### Exercise objective
Where a line of the entries holds the string "side", copy that line.

........

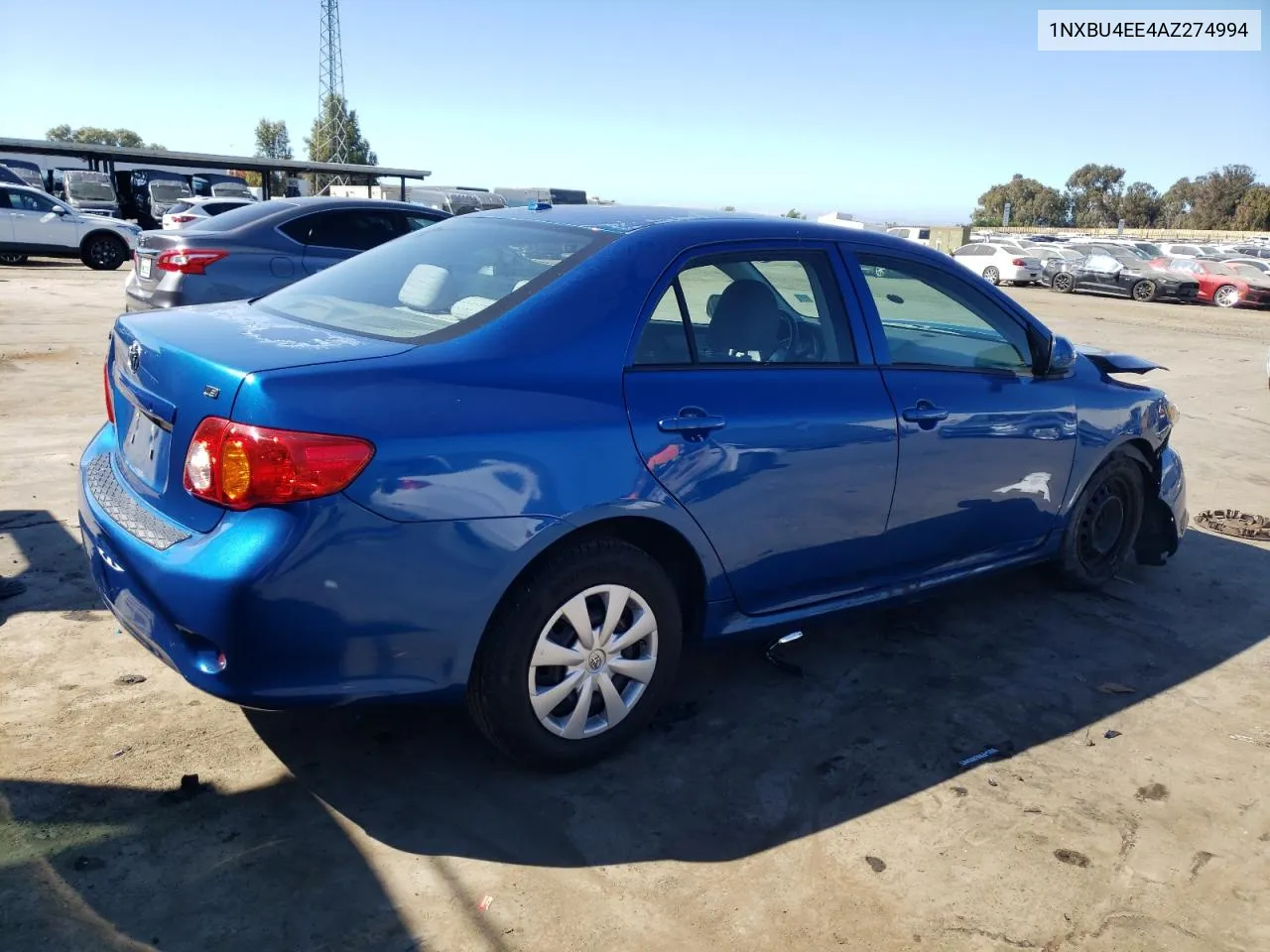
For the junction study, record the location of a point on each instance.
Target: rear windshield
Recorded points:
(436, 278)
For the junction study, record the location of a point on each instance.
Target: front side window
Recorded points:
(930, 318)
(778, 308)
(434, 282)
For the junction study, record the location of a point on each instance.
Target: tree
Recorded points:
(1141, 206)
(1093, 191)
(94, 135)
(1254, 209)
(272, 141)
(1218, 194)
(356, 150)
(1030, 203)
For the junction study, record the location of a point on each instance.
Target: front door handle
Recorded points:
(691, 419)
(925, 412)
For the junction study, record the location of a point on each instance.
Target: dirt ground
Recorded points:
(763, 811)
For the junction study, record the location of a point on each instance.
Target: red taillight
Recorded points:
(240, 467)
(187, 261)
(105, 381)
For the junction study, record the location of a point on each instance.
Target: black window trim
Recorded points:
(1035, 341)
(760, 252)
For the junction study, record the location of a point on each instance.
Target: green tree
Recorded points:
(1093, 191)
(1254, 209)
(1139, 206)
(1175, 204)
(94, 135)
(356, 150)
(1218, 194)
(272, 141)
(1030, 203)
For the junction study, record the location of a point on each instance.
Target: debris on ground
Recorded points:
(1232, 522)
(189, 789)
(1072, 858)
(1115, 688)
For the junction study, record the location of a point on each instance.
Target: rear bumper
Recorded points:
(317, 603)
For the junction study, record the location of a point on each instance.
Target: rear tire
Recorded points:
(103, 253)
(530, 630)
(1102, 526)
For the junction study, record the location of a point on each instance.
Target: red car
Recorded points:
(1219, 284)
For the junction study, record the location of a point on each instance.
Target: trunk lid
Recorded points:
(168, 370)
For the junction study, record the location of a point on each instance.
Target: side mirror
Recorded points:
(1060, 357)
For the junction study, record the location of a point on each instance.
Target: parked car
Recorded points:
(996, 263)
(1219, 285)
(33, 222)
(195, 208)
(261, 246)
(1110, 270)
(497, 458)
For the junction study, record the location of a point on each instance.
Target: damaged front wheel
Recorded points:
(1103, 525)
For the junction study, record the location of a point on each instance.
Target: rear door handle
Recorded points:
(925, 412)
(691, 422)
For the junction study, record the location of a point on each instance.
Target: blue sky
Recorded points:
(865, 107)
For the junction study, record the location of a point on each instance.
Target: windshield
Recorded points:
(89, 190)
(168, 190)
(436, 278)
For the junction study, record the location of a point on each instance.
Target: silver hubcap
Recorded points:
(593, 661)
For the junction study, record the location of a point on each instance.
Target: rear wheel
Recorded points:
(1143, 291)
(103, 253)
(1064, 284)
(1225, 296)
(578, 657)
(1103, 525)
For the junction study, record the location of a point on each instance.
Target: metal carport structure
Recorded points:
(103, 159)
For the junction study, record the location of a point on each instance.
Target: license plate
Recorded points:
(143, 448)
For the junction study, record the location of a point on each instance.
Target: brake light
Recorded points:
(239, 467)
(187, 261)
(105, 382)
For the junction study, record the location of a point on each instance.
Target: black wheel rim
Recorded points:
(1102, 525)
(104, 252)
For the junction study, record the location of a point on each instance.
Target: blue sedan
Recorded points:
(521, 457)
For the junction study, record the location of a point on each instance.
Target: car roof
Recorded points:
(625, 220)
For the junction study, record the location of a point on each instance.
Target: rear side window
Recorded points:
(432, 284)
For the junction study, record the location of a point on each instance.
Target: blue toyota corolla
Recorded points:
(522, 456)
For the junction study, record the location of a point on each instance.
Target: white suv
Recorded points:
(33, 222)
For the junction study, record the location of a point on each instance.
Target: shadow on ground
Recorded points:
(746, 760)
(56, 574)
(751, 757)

........

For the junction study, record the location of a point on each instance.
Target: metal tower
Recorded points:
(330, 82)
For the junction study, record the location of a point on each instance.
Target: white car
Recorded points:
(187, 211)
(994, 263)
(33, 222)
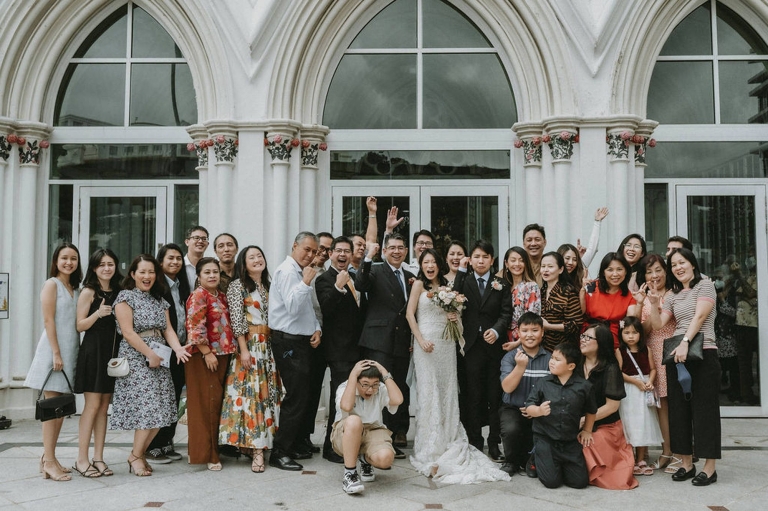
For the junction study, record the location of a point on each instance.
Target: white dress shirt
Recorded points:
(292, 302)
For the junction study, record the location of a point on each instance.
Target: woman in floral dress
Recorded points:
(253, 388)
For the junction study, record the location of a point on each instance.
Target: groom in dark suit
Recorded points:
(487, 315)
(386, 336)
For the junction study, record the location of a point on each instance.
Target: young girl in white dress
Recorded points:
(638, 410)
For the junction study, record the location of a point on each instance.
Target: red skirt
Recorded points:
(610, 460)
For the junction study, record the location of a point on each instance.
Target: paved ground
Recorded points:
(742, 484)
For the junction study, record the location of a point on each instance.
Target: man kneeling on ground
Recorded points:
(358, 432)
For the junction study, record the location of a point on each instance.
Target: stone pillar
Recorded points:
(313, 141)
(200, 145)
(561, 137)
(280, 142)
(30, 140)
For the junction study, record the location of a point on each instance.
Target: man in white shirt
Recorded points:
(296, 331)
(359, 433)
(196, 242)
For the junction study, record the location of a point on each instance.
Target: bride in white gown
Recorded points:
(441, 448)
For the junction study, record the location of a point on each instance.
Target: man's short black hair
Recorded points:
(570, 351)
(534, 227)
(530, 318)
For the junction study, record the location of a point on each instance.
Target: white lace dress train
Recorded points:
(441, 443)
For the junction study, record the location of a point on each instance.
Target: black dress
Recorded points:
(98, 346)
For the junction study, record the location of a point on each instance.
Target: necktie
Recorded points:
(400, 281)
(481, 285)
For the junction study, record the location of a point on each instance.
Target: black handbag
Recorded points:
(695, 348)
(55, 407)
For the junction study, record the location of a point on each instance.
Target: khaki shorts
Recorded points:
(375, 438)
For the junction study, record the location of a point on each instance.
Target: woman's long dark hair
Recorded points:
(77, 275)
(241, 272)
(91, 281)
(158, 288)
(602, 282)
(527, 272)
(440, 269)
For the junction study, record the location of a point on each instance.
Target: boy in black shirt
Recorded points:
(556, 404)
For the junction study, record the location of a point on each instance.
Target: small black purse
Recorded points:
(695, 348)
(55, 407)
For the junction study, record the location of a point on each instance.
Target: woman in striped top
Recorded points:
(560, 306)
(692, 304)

........

### Solution for this problem
Target: front side window
Target: side mirror
Target: rear side window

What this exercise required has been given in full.